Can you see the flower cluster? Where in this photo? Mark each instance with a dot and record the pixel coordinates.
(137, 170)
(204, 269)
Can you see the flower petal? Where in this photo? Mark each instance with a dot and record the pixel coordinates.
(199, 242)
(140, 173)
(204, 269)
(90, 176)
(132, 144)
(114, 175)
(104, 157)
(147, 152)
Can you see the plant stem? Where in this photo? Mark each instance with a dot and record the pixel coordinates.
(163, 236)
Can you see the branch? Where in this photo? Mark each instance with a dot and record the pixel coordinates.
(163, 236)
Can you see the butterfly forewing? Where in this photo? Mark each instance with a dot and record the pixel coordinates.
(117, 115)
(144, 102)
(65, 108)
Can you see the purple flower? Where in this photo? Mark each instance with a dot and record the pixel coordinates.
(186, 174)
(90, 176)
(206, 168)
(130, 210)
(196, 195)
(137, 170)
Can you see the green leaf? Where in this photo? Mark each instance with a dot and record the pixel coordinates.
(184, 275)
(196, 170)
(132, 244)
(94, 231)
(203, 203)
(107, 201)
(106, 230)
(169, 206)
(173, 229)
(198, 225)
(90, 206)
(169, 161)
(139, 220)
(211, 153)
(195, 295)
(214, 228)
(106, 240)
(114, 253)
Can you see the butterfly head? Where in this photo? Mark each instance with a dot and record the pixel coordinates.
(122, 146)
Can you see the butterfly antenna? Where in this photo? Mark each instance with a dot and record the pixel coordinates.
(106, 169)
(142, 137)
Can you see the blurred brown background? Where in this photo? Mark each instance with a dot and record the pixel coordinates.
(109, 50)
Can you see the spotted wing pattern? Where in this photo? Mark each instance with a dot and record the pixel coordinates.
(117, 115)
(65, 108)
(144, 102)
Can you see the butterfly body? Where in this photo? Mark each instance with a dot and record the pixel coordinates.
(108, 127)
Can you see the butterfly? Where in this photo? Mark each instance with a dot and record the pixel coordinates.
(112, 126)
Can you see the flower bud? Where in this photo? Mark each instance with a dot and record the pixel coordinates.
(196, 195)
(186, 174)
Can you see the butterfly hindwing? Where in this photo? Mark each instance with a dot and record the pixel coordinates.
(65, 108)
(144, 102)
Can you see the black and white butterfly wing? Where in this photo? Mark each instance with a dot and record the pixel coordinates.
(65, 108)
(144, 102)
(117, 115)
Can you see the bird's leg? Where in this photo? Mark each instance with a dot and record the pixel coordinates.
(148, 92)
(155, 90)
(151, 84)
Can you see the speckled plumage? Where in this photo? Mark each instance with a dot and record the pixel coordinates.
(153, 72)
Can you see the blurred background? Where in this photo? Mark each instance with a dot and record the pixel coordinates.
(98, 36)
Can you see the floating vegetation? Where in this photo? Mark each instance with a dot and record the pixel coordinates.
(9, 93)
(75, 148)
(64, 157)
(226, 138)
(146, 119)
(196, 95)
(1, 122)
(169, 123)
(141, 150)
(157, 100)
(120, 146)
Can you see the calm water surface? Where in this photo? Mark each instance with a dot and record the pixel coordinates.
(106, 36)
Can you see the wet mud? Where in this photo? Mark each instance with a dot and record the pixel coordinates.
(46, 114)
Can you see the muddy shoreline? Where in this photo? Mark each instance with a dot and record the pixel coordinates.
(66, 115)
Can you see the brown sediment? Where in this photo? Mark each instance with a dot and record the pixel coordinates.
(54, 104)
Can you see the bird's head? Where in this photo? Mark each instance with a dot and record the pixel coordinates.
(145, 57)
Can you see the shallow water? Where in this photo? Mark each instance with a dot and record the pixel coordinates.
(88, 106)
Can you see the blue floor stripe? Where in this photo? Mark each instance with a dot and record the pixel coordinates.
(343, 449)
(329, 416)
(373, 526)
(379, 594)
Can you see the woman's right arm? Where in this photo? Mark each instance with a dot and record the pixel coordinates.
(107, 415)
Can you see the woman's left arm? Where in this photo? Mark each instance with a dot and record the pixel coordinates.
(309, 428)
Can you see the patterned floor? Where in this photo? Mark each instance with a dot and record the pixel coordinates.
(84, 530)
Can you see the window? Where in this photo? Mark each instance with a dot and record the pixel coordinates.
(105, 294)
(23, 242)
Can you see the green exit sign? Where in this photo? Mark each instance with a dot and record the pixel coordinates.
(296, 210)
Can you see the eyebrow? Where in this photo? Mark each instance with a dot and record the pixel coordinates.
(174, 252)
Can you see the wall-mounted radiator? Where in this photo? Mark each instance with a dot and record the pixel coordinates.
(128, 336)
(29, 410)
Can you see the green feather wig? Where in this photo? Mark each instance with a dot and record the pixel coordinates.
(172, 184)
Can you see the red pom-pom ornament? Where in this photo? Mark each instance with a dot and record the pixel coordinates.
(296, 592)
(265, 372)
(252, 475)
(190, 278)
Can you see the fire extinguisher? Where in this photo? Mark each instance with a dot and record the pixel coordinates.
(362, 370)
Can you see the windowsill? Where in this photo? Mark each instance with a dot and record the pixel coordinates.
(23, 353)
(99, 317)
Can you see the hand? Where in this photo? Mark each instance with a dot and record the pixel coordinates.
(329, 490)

* [DIRECTIVE]:
Reproduce all of the material above verbatim, line for line, without any alteration.

* [RESPONSE FOR THIS EXERCISE]:
Can you see the flower cluster? Where in this photo? Mark each instance with a dot and record the pixel coordinates.
(137, 170)
(204, 269)
Can you see the flower petal? Where in this photo? Mark each instance with a dot and record the pixel coordinates.
(199, 242)
(140, 173)
(204, 269)
(90, 176)
(132, 144)
(114, 175)
(104, 157)
(147, 152)
Can you see the plant stem? Where in this photo? Mark each instance with a dot and record the pixel coordinates.
(163, 236)
Can you see the branch? Where in this photo? Mark each instance with a dot and record the pixel coordinates.
(163, 236)
Can you see the butterfly forewing? Where in this photo? Mark each instance with a dot and record the pixel coordinates.
(117, 115)
(144, 102)
(65, 108)
Can you see the purple flower? Where in this photo? Mark each instance with a dot and record the pixel coordinates.
(186, 174)
(90, 176)
(206, 168)
(130, 210)
(196, 195)
(137, 170)
Can you see the green leaf? Where in this photo? Mark each instance with a dot and record the pixel coordinates.
(184, 275)
(196, 170)
(132, 244)
(94, 231)
(203, 203)
(107, 201)
(106, 230)
(169, 206)
(173, 229)
(198, 225)
(90, 206)
(169, 161)
(139, 220)
(211, 153)
(195, 295)
(214, 228)
(106, 240)
(114, 253)
Can you see the butterfly head? Where in this photo? Mark each instance with a dot and record the pixel coordinates.
(122, 146)
Can you see the butterfly antenna? Where in this photo? Mark each instance with a dot and record the pixel coordinates.
(106, 169)
(142, 137)
Can you see the blurred brown background? Where in this photo? Mark each instance with a dot and record the pixel coordinates.
(109, 50)
Can you see the spotted wing pattern? Where in this photo? Mark each instance with a dot and record the pixel coordinates.
(117, 115)
(65, 108)
(144, 102)
Can you see the butterfly body? Where in this photo? Mark each instance with a dot and record the pixel coordinates.
(108, 127)
Can you see the butterfly? Where in this photo? Mark each instance with a dot and record the pixel coordinates.
(112, 126)
Can you see the flower bud? Where in this photo? Mark each instance with a dot and record the pixel coordinates.
(196, 195)
(186, 174)
Can you see the butterfly hindwing? Where in this photo? Mark each instance with a dot and record the pixel coordinates.
(65, 108)
(144, 102)
Can you see the black and white butterfly wing? Where in this photo? Mark each instance with a dot and record the pixel coordinates.
(65, 108)
(144, 102)
(117, 115)
Can you see the bird's leg? Where in this photo? Mark each instance with a dot and record the pixel coordinates.
(148, 92)
(155, 90)
(151, 84)
Can you see the speckled plumage? Where in this photo? Mark each instance with a dot and record the pixel coordinates.
(153, 72)
Can you see the blurred background? Where in this photo? Mark each instance with a dot and record the pixel coordinates.
(98, 36)
Can you see the floating vegetation? Where in this photo? Mark each instance with a dot and record the pixel coordinates.
(9, 93)
(75, 148)
(64, 157)
(226, 138)
(146, 119)
(196, 95)
(1, 122)
(169, 123)
(141, 150)
(157, 100)
(120, 146)
Can you see the calm water surface? Where in this photo? Mark each instance with a dot and record the pixel coordinates.
(106, 36)
Can you see the wet mud? Where in this photo? Mark each instance with a dot and record the pixel coordinates.
(46, 114)
Can you see the muddy shoreline? Where in this photo? Mark each instance with a dot and record the pixel coordinates.
(66, 115)
Can you see the brown sediment? Where in this photo? Mark each instance with a dot and record the pixel coordinates.
(54, 104)
Can you see the bird's head? Where in this photo? Mark each instance with a dot and record the pixel coordinates.
(145, 57)
Can you see the shallow water? Where in this photo? Mark each instance with a dot and record the pixel coordinates.
(88, 106)
Can you see the blue floor stripe? Where in this photo? Mark each instance with a dot and record the pixel coordinates.
(343, 449)
(329, 416)
(373, 526)
(379, 594)
Can you see the woman's right arm? Where in this photo? Mark each instance with a dot and record the pixel coordinates.
(107, 415)
Can you see the woman's left arm? Where in this photo? Mark each instance with a dot and record the pixel coordinates.
(309, 428)
Can you see the patterned floor? Where in this photo? Mark each instance with a dot and record the pixel coordinates.
(84, 530)
Can you see the window? Where in this photo? Mark each instance with a dot and record the pixel coordinates.
(105, 294)
(23, 242)
Can you see the green exit sign? Where in this photo? Mark each instance with a dot and record the pixel coordinates.
(296, 210)
Can you see the eyebrow? Where in this photo? Mark each instance with a dot and record the pixel coordinates.
(174, 252)
Can you see the wall-mounted radiator? Where in this photo? Mark each instance with a dot and record the pixel coordinates.
(128, 336)
(29, 410)
Can you see the green feather wig? Where in this photo? Mark each instance with a dot and record the pixel coordinates.
(172, 184)
Can you see the red pom-pom ornament? Where in this photo? Mark each instance with a dot and record the pixel coordinates.
(296, 592)
(265, 372)
(252, 475)
(190, 278)
Can you see the fire extinguisher? Where in this photo? Mark each instance with a dot and record the pixel coordinates.
(362, 370)
Can you see the windowsill? Where in this photo? Mark each instance with a dot and record the pixel coordinates.
(23, 353)
(99, 317)
Can you see the hand? Where in this photo? Mark each instance with a dot and record the pixel coordinates.
(329, 490)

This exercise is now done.